* _SELECTED EXTRACT_
Making the business case

Over the course of a year, Marmarà researched Malta’s cancer services and patient experiences and presented her findings to the Ministry for Health. Her audits and research clearly identified existing service gaps and showed where improvements could be made.
Significant areas that warranted attention were: delayed treatment; difficulties for cancer patients navigating the system; and the need for more coordinated, customized and continuous patient care. Her insights into the experiences of patients and their families at the different stages of the cancer journey laid the foundations for the introduction of the nurse navigator role – along with other innovative services, such as fast-tracking suspected cancer cases and coordinated follow-up care for cancer survivors.
Holistic and continuous care is at the core of the nurse navigator role in Malta. The role is designed based on input from patients about their day-to-day needs, including accessible cancer type-specific information, joined-up care, and dealing with fear of the unknown.

* _EXCERPTED DATA_
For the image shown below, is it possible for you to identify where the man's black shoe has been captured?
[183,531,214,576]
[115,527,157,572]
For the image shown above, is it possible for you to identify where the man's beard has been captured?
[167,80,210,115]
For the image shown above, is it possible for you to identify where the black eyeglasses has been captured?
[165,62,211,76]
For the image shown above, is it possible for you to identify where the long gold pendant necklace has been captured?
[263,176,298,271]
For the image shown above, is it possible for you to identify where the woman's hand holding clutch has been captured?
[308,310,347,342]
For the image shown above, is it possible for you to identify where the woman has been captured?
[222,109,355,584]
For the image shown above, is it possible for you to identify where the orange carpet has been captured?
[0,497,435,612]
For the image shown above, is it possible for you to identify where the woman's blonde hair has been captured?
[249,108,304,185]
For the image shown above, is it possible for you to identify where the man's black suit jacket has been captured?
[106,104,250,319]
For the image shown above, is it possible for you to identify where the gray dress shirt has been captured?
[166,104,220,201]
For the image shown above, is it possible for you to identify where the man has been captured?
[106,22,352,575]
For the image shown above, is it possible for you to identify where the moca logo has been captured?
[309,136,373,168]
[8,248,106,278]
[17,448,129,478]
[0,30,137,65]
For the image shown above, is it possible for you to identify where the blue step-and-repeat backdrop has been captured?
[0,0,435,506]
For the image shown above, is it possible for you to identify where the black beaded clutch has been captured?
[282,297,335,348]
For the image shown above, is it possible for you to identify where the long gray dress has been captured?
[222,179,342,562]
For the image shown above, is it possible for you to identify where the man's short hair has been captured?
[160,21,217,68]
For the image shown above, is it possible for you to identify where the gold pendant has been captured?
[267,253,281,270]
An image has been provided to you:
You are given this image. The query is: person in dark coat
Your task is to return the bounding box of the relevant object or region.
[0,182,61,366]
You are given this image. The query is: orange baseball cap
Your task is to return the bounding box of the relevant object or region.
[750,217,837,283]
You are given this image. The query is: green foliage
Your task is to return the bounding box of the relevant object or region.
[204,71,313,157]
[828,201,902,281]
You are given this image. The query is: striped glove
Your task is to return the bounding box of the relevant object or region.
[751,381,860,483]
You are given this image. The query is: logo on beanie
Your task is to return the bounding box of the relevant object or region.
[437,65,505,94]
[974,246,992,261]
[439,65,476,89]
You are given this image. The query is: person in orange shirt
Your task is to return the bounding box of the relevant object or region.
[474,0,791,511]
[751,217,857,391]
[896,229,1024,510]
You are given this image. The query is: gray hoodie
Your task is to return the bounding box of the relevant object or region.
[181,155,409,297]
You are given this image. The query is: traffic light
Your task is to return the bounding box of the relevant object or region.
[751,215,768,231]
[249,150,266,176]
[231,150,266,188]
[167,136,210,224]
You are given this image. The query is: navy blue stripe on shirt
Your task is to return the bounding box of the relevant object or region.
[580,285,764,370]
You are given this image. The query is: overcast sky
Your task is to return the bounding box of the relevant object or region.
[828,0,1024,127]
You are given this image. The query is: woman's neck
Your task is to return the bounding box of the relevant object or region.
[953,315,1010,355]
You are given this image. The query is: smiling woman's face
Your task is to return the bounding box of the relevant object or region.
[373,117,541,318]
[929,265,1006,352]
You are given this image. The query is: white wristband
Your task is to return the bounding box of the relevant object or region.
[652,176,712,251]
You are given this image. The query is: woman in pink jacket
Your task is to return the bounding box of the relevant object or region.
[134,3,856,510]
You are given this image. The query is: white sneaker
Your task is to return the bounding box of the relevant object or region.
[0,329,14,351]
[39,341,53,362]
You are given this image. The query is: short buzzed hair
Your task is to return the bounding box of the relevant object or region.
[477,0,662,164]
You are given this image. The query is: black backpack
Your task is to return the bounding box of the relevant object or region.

* _WHAT TO WORK ON_
a - Answer these questions from the "Making the business case" text:
(i) To whom did Marmarà present her findings?
(ii) What service for suspected cancer cases is named as one of the other innovative services?
(iii) What is at the core of the nurse navigator role in Malta?
b - Reproduce the stretch of the "Making the business case" text from "Over the course" through "could be made.".
c - Turn the paragraph of the "Making the business case" text that begins "Significant areas that warranted attention" into a list, keeping its main facts.

* _OUTPUTS FOR THE TASKS_
a -
(i) The Ministry for Health.
(ii) Fast-tracking suspected cancer cases.
(iii) Holistic and continuous care.

b -
Over the course of a year, Marmarà researched Malta’s cancer services and patient experiences and presented her findings to the Ministry for Health. Her audits and research clearly identified existing service gaps and showed where improvements could be made.

c -
- Areas needing attention: delayed treatment, difficulties for cancer patients navigating the system, and the need for more coordinated, customized and continuous patient care.
- Marmarà's insights into the experiences of patients and their families at different stages of the cancer journey laid the foundations for the nurse navigator role.
- They also led to other innovative services: fast-tracking suspected cancer cases and coordinated follow-up care for cancer survivors.